Provided passage Block Start

Anna Ioannovna’s Italian Decade and Its Impact on Russian Eighteenth-Century Culture and Beyond

Olga Partan, Wellesley College

Within the Russian cultural context, mention of the Italian commedia dell’arte often brings an immediate association with the Russian Modernist era and its icons - the characters of Harlequin, Columbine, and Pierrot. However, this paper focuses on an earlier wave of Russian fascination with the Italian commedia dell’arte and its legendary masked characters that occurred during the reign of the Empress Anna Ioannovna (1730-1740). I argue that this earlier fascination established deep roots in Russian culture that began a three-century-long tradition of transposition of the artistic devices of the commedia into Russian literature and other arts.

Provided passage Block End

# Prompt 1
According to the abstract on Anna Ioannovna's Italian decade, what years did the Empress Anna Ioannovna reign?
# Prompt 2
Reproduce everything in the abstract on Anna Ioannovna's Italian decade from "Anna Ioannovna’s Italian" down to "and other arts.".

Given data Block Start

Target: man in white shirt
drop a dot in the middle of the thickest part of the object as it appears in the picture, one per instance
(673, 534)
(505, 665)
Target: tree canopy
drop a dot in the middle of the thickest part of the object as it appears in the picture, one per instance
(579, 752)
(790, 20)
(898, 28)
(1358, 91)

Given data Block End
Given data Block Start

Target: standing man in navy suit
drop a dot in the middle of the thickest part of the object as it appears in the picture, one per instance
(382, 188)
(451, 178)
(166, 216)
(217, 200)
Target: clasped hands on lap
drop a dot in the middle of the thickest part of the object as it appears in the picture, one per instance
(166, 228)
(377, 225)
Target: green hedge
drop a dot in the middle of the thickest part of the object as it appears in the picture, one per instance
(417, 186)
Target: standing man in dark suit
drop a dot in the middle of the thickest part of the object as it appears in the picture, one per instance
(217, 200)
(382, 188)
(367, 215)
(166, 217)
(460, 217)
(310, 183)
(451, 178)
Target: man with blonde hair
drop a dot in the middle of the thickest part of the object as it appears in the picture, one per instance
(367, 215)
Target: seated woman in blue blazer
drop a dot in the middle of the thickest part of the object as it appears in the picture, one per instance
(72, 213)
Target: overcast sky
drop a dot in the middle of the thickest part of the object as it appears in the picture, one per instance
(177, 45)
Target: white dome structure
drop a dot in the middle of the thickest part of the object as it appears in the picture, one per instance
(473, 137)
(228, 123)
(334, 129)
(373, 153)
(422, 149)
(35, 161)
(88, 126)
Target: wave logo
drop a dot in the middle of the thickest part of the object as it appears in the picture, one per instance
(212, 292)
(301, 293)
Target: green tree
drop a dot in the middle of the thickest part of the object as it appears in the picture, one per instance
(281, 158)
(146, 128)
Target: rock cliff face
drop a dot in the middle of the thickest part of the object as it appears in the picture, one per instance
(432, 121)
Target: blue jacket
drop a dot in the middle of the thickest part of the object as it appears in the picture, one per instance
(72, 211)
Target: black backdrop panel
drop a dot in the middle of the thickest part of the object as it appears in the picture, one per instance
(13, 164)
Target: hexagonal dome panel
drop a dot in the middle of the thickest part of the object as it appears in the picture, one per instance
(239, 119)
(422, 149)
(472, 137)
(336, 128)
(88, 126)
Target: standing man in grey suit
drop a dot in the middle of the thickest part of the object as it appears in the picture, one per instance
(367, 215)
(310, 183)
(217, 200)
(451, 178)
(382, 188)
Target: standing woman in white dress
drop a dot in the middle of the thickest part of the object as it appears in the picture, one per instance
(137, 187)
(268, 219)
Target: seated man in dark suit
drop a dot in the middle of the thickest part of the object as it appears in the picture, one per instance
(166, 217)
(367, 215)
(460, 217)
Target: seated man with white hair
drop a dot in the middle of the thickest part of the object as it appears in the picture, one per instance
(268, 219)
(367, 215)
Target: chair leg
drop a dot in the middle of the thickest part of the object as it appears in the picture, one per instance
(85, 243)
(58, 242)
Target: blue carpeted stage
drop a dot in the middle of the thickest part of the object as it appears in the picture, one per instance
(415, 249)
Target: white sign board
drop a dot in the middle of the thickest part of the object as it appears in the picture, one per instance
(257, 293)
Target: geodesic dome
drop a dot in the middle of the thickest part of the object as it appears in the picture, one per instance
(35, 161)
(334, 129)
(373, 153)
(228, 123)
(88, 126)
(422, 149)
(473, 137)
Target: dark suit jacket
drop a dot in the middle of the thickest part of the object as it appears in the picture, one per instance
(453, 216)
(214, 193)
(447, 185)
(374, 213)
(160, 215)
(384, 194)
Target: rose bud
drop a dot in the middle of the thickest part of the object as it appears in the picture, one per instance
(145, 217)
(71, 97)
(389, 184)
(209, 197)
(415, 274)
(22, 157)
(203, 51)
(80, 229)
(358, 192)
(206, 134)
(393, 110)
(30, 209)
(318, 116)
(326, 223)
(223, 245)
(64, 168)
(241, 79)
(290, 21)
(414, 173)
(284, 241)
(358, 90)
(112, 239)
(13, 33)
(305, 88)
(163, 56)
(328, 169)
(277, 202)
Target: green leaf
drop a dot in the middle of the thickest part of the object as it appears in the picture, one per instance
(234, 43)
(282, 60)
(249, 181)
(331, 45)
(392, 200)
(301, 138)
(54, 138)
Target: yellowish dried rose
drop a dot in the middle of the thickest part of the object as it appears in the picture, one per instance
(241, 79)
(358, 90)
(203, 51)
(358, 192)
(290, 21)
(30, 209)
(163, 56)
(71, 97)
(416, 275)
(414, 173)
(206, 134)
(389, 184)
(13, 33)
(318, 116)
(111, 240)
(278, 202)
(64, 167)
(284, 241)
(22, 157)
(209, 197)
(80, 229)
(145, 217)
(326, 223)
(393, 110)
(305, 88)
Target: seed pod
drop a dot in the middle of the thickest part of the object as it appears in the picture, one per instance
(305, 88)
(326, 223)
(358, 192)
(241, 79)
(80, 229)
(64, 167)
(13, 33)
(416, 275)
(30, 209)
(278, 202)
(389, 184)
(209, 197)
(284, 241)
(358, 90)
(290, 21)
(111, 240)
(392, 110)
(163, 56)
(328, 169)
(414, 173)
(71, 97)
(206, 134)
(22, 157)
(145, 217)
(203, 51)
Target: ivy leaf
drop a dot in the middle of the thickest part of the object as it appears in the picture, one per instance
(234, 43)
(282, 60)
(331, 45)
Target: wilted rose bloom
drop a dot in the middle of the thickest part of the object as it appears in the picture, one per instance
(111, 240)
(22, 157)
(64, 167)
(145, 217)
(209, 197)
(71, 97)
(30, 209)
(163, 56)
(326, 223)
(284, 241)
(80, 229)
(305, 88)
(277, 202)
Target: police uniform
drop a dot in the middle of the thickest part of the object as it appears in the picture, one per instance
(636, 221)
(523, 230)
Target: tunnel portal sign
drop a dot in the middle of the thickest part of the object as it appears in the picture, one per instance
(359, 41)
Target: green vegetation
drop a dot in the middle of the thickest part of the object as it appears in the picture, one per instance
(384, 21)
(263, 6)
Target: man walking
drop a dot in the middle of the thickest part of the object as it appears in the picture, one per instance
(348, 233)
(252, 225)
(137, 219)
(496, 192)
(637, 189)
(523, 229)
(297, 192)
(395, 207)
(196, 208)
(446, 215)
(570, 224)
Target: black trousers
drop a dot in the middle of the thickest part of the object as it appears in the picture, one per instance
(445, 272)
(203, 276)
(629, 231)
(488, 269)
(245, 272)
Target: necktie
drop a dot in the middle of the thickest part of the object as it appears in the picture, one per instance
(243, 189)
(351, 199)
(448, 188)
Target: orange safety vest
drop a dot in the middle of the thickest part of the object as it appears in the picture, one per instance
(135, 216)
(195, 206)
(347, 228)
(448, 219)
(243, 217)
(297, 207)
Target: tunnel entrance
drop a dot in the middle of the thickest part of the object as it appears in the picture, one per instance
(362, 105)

Given data Block End
Given data Block Start

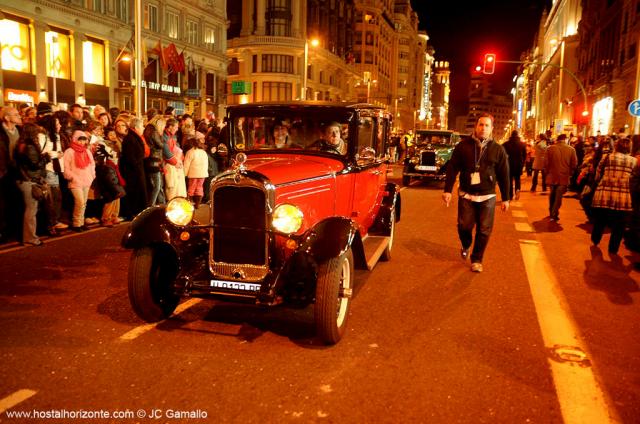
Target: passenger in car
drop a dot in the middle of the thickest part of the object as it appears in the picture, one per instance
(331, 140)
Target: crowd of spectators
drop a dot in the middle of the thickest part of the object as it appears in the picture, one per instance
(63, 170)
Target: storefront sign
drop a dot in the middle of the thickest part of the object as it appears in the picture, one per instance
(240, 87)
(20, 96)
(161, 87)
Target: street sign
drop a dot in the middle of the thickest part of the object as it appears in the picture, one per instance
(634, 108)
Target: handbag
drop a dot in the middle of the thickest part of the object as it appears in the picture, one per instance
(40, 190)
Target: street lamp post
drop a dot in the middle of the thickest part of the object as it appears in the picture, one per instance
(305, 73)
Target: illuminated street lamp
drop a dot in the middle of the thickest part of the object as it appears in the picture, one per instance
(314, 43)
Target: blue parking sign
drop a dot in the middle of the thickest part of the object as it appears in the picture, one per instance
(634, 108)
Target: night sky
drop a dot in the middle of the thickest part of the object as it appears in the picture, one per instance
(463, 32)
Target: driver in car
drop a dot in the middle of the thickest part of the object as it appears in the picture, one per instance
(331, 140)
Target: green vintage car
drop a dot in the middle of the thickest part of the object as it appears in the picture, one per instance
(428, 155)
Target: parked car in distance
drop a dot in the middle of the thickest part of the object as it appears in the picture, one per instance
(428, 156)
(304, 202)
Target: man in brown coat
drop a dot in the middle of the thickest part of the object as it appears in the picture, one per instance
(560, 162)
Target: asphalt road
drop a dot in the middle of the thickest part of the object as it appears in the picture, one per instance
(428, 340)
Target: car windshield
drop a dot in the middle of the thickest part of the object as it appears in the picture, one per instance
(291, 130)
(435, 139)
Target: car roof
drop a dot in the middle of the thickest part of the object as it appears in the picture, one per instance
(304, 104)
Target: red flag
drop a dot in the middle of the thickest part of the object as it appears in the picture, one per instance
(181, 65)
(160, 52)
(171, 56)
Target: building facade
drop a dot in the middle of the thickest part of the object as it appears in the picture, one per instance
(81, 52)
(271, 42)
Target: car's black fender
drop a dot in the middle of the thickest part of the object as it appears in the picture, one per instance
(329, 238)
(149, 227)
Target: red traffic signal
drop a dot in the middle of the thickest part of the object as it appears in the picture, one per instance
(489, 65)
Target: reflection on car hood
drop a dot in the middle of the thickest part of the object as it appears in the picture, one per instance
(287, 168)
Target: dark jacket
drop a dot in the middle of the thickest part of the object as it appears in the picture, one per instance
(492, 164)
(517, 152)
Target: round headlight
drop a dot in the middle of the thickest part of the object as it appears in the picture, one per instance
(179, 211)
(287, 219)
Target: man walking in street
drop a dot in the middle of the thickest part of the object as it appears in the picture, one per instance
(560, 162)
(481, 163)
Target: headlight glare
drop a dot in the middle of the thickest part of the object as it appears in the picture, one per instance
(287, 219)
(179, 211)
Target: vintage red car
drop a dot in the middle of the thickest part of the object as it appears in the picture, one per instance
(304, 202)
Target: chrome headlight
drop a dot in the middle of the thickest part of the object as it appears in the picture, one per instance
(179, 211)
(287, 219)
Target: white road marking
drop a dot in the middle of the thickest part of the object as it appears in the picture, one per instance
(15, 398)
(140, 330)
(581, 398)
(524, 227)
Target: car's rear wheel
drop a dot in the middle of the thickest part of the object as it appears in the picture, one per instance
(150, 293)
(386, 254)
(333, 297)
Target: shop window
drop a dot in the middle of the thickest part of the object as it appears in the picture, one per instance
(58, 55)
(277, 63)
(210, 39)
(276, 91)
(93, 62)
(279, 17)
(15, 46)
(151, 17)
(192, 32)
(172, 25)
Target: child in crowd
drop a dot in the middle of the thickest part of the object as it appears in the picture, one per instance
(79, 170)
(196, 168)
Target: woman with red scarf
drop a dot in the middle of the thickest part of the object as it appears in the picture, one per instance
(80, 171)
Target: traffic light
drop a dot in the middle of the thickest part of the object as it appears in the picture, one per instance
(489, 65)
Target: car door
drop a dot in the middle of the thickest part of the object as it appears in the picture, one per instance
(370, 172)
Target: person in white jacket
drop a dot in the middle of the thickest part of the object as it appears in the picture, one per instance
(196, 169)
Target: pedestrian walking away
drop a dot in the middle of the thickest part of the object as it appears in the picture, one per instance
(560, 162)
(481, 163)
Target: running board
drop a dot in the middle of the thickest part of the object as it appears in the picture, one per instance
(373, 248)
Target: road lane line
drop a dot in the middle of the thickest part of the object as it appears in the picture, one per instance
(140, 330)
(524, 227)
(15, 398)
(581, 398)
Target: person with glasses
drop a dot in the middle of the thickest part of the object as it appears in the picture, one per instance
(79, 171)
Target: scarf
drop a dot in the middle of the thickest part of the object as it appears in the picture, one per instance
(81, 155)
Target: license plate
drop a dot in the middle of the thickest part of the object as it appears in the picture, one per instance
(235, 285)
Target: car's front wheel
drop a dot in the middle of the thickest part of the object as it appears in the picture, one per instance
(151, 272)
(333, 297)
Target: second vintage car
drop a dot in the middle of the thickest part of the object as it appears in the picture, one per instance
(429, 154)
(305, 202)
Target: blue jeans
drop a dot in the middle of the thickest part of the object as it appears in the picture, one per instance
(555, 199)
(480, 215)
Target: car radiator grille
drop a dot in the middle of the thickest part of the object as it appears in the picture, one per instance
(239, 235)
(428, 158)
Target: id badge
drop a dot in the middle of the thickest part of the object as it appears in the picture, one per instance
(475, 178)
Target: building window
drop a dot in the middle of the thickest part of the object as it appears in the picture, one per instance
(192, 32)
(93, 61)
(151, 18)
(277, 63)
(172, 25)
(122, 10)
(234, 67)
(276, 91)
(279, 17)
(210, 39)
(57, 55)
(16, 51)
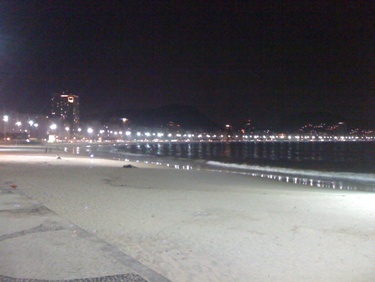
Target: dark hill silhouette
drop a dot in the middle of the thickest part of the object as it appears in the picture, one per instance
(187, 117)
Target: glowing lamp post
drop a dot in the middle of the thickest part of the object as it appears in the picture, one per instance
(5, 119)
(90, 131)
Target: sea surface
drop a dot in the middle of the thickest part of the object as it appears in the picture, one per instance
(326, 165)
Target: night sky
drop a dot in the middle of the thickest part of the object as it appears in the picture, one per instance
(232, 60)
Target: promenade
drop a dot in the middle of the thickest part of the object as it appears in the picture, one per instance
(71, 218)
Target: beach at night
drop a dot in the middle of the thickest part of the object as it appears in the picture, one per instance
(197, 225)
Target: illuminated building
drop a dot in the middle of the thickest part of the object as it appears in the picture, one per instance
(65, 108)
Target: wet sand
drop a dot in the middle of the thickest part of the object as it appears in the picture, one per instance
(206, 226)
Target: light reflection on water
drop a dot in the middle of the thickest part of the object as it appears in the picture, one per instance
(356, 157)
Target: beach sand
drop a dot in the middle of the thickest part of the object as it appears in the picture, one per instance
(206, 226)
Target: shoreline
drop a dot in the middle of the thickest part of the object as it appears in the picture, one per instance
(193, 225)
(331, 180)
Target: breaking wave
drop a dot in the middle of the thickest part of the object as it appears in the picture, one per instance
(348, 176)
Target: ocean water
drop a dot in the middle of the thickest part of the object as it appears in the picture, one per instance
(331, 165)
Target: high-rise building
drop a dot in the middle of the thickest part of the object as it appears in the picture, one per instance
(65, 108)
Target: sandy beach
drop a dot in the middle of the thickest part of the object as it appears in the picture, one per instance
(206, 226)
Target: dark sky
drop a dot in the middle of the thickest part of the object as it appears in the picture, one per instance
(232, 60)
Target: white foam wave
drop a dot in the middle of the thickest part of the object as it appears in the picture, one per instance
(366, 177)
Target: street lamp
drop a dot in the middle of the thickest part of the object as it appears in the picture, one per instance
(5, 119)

Given data Block End

# Expected answer 1
1730-1740

# Expected answer 2
Anna Ioannovna’s Italian Decade and Its Impact on Russian Eighteenth-Century Culture and Beyond

Olga Partan, Wellesley College

Within the Russian cultural context, mention of the Italian commedia dell’arte often brings an immediate association with the Russian Modernist era and its icons - the characters of Harlequin, Columbine, and Pierrot. However, this paper focuses on an earlier wave of Russian fascination with the Italian commedia dell’arte and its legendary masked characters that occurred during the reign of the Empress Anna Ioannovna (1730-1740). I argue that this earlier fascination established deep roots in Russian culture that began a three-century-long tradition of transposition of the artistic devices of the commedia into Russian literature and other arts.